(Document excerpt begins)
HONG KONG – The COVID-19 pandemic will not jeopardize Hong Kong’s well-established capital market, as well as its professional body of accountants, lawyers and bankers, which lays the building blocks for foreign direct investment in the long term, professional accounting body CPA Australia said.

Eden Wong Yi-dung, president of CPA Australia Greater China Division, told China Daily that the fifth wave of Omicron outbreak is a short-term threat to the Hong Kong economy, but it will not affect the city’s financial infrastructure, with which its business activities are still showing growth amid the coronavirus pandemic.

According to statistics published in February by the Hong Kong Monetary Authority, total deposits with authorized financial institutions increased by 2.6 percent year-on-year in January. Hong Kong dollar deposits and foreign currency deposits grew by 1.3 percent and 3.8 percent year-on-year respectively. Renminbi deposits rose by 18.2 percent, which were driven by inflows from corporations.

Financial markets worldwide have been volatile in recent days because of the Russia-Ukraine conflict, and heightened geopolitical risks could affect market sentiment. For Hong Kong, however, its first SPAC listing will be an important milestone and should have a positive effect on the development of its capital market.

Eden Wong Yi-dung, president of CPA Australia Greater China Division

Wong said the newly introduced listing regime for the special purpose acquisition company, by the Hong Kong Stock Exchange in January is expected to increase the “attractiveness and competitiveness of Hong Kong’s capital market internationally”.

A total of 10 blank check companies had submitted prospectuses as of Wednesday. Aquila Acquisition Corp backed by China Merchants Bank, the first of its kind in Hong Kong, will list on Friday, aiming to raise HK$1 billion ($127 million).

“Financial markets worldwide have been volatile in recent days because of the Russia-Ukraine conflict, and heightened geopolitical risks could affect market sentiment. For Hong Kong, however, its first SPAC listing will be an important milestone and should have a positive effect on the development of its capital market,” Wong said.

Compared to traditional IPOs, SPACs are a new way of doing mergers and acquisitions. Acquisition targets for the 10 shell companies are expected to focus mainly on green finance, biotech and healthcare. Wong said companies in those sectors are growing rapidly, and their valuations have been less impacted by the pandemic.

Omicron could potentially affect the acquisition schedule of SPACs, but should not affect acquisition targets, he said.
(Document excerpt ends)
(Given entries begins)
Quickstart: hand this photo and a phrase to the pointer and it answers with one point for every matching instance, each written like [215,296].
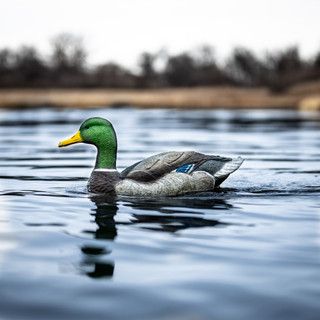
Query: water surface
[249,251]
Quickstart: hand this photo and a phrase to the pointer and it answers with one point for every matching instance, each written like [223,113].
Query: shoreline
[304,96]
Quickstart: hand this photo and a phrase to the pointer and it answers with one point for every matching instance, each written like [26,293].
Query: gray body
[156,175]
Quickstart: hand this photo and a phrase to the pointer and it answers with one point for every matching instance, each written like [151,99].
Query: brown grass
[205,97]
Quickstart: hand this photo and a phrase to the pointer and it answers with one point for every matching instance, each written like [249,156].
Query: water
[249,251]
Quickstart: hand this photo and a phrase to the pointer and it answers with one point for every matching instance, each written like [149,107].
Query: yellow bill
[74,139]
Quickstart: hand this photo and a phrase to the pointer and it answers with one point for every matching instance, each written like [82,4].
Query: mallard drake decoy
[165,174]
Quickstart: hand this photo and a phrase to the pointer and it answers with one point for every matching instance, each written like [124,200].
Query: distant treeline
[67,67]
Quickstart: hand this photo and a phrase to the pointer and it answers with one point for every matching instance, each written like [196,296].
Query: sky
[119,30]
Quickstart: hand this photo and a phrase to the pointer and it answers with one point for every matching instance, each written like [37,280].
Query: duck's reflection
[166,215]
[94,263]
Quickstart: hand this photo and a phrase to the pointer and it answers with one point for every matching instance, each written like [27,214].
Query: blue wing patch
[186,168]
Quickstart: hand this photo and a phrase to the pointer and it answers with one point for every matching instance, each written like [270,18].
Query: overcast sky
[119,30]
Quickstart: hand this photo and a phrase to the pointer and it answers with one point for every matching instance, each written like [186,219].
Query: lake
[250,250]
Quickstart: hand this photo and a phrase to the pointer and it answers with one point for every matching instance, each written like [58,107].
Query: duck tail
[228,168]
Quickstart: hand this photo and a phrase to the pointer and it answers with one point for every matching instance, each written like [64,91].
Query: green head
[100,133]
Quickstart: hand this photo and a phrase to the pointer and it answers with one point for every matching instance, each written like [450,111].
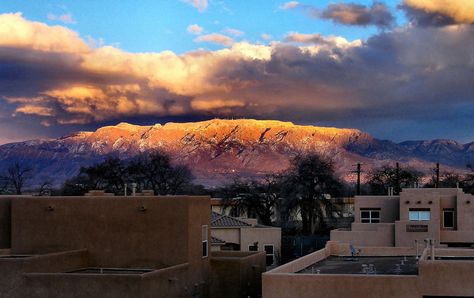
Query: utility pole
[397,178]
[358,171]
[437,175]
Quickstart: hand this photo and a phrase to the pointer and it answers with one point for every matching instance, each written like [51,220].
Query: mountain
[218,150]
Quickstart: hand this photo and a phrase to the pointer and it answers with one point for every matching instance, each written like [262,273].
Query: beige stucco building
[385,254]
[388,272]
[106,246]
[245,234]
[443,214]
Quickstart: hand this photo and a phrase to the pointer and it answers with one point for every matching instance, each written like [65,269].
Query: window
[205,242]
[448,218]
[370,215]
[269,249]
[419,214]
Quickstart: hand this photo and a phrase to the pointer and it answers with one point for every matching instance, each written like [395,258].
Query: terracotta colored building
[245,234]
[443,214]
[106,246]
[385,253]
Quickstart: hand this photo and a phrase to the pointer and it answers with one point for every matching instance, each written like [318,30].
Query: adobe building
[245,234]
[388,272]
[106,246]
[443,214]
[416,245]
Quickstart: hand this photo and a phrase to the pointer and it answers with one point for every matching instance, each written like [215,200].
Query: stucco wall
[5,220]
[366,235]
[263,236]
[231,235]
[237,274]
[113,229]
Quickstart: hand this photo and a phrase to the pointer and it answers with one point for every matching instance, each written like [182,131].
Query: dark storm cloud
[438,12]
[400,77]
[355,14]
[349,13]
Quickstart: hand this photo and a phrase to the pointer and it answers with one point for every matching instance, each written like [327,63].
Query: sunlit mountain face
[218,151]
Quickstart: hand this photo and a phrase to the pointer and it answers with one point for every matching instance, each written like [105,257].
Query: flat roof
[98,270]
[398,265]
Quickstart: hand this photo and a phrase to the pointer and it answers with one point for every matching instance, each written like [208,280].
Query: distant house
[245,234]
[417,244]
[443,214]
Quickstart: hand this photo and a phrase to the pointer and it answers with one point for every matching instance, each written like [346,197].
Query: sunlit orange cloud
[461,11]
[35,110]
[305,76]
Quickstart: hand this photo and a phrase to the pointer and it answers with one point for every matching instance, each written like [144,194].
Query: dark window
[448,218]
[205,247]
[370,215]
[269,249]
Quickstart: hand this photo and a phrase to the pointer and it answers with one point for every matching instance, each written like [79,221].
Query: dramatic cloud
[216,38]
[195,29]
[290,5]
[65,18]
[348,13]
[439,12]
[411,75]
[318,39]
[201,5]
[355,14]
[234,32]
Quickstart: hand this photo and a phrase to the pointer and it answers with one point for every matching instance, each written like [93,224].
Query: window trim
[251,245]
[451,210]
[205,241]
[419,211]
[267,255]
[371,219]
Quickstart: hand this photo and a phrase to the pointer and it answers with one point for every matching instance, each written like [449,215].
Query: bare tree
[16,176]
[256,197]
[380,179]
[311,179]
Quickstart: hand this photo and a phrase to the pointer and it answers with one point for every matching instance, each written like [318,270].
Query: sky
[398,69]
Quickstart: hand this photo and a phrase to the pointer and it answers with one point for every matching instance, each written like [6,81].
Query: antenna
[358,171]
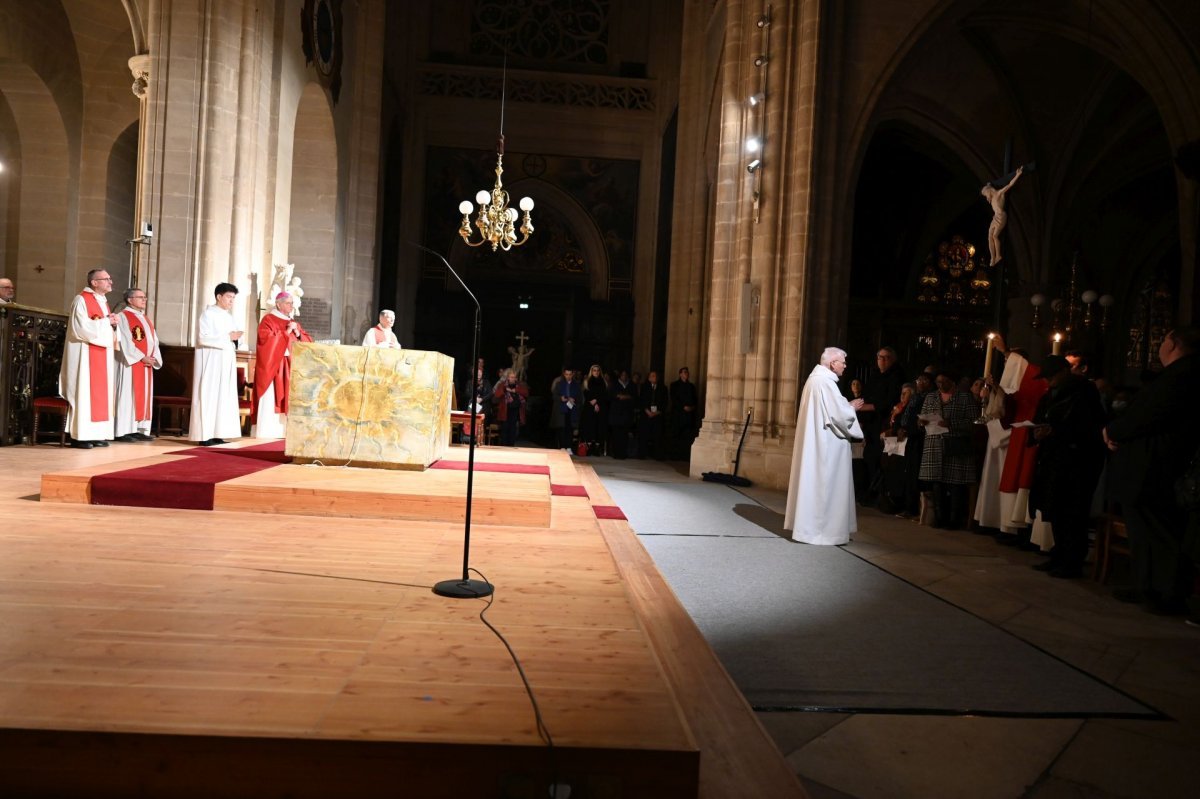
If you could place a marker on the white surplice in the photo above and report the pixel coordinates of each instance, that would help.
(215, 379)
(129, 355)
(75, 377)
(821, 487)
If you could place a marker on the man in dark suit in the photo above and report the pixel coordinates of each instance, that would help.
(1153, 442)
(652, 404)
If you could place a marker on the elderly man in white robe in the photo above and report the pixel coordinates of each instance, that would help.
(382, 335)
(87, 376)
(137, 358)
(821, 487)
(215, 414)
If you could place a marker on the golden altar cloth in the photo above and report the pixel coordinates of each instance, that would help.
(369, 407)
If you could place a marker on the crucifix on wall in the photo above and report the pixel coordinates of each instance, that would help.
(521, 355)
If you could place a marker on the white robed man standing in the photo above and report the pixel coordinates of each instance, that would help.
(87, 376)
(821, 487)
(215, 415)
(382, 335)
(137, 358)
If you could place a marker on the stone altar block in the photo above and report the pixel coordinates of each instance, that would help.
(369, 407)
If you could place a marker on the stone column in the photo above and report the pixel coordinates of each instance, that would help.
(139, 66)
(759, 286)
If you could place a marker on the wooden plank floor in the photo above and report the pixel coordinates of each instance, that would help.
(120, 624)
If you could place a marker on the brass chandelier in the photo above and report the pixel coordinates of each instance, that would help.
(Given entries ends)
(Given entries begins)
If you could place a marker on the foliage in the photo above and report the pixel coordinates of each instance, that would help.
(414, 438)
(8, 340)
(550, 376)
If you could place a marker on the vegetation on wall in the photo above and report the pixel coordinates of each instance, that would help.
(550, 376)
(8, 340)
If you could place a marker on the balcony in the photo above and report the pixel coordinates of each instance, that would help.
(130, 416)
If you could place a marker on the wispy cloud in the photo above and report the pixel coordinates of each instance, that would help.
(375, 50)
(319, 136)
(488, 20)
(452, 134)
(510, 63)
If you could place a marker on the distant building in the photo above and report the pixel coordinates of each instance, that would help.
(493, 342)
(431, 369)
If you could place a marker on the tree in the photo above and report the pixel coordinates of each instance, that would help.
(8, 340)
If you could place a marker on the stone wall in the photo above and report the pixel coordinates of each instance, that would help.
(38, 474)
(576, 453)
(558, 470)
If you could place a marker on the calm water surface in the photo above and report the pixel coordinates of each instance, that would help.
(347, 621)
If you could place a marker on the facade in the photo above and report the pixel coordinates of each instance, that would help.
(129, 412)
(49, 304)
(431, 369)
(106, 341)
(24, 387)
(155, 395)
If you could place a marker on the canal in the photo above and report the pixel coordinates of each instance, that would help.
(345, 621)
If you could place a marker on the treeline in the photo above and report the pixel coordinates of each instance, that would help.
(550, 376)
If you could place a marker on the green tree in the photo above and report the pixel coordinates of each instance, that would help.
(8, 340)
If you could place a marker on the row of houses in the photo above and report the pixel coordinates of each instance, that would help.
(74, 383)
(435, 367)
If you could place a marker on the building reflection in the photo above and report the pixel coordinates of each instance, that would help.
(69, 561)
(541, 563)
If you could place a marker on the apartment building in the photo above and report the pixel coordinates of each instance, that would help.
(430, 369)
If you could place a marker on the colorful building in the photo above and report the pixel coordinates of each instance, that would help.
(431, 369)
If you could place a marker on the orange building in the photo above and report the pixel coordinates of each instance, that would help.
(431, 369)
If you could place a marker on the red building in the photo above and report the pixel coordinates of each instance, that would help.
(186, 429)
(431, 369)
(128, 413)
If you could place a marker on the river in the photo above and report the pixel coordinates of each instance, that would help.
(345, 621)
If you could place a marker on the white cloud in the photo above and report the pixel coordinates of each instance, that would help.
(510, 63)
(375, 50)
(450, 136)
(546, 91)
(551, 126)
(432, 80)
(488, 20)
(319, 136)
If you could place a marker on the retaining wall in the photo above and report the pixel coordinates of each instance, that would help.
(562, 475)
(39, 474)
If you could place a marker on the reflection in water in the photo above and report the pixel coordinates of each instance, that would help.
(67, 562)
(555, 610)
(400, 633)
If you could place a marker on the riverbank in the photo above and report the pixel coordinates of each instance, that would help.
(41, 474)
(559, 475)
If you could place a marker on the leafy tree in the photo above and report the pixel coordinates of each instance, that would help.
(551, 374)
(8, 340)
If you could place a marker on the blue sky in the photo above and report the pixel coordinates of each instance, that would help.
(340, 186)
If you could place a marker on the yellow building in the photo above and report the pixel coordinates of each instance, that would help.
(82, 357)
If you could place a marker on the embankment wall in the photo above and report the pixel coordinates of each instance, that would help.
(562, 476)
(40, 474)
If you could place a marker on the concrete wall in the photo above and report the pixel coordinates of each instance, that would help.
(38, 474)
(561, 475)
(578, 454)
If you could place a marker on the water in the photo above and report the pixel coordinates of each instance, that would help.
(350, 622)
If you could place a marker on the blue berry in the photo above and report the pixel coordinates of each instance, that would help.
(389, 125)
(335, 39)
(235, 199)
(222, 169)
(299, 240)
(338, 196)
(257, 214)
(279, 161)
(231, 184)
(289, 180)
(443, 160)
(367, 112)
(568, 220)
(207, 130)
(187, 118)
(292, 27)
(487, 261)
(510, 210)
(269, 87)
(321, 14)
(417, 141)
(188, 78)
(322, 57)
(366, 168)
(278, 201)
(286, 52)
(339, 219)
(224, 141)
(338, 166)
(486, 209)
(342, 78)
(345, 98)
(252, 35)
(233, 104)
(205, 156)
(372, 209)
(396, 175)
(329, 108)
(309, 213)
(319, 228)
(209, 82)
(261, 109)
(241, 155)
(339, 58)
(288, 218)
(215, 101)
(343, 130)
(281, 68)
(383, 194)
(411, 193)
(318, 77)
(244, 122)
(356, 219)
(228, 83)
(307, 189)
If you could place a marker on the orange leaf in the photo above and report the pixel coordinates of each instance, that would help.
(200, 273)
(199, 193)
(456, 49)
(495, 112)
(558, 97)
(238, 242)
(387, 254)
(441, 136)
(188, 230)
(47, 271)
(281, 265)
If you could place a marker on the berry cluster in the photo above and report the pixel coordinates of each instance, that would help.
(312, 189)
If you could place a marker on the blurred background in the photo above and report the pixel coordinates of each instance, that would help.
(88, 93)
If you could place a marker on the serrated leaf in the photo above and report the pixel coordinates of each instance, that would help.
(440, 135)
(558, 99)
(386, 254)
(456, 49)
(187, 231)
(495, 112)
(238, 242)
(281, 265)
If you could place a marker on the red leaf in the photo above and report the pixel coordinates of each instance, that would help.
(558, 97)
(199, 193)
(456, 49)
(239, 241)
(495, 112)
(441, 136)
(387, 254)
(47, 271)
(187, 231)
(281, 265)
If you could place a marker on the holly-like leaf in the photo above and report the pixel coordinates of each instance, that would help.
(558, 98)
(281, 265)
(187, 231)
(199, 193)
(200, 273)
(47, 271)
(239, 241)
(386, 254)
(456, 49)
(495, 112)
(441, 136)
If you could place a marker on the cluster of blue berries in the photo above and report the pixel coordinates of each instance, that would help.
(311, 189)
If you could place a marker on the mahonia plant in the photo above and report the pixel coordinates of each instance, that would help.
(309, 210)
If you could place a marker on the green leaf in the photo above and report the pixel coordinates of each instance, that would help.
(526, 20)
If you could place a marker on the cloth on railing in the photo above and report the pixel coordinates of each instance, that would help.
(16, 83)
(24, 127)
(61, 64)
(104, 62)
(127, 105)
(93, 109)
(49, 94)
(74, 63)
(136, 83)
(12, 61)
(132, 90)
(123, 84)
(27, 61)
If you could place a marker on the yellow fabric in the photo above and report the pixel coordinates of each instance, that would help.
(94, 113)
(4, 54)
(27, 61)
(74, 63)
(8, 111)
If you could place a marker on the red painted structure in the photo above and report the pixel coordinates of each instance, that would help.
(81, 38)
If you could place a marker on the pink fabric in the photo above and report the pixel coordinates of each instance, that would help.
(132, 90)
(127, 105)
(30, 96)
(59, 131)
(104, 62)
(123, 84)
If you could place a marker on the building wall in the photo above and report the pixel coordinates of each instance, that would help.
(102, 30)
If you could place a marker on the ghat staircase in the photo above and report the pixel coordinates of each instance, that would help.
(Given entries ends)
Problem set:
a - Rewrite the part of the article on Hong Kong's capital market that opens with the words containing "HONG KONG –" and closes with "the coronavirus pandemic.", replacing "financial infrastructure" with "financial system".
b - According to the article on Hong Kong's capital market, by how much did renminbi deposits rise?
c - Decide whether each statement agrees with the article on Hong Kong's capital market, and quote the words that settle it. (i) Aquila Acquisition Corp is backed by China Merchants Bank. (ii) Total deposits with authorized financial institutions grew by 3.8 percent year-on-year in January. (iii) The 10 shell companies are expected to target mainly green finance, biotech and healthcare.

Answers to the tasks:
a -
HONG KONG – The COVID-19 pandemic will not jeopardize Hong Kong’s well-established capital market, as well as its professional body of accountants, lawyers and bankers, which lays the building blocks for foreign direct investment in the long term, professional accounting body CPA Australia said.

Eden Wong Yi-dung, president of CPA Australia Greater China Division, told China Daily that the fifth wave of Omicron outbreak is a short-term threat to the Hong Kong economy, but it will not affect the city’s financial system, with which its business activities are still showing growth amid the coronavirus pandemic.

b - They rose by 18.2 percent.

c -
(i) Yes: "Aquila Acquisition Corp backed by China Merchants Bank"
(ii) No: "total deposits with authorized financial institutions increased by 2.6 percent year-on-year in January"
(iii) Yes: "Acquisition targets for the 10 shell companies are expected to focus mainly on green finance, biotech and healthcare"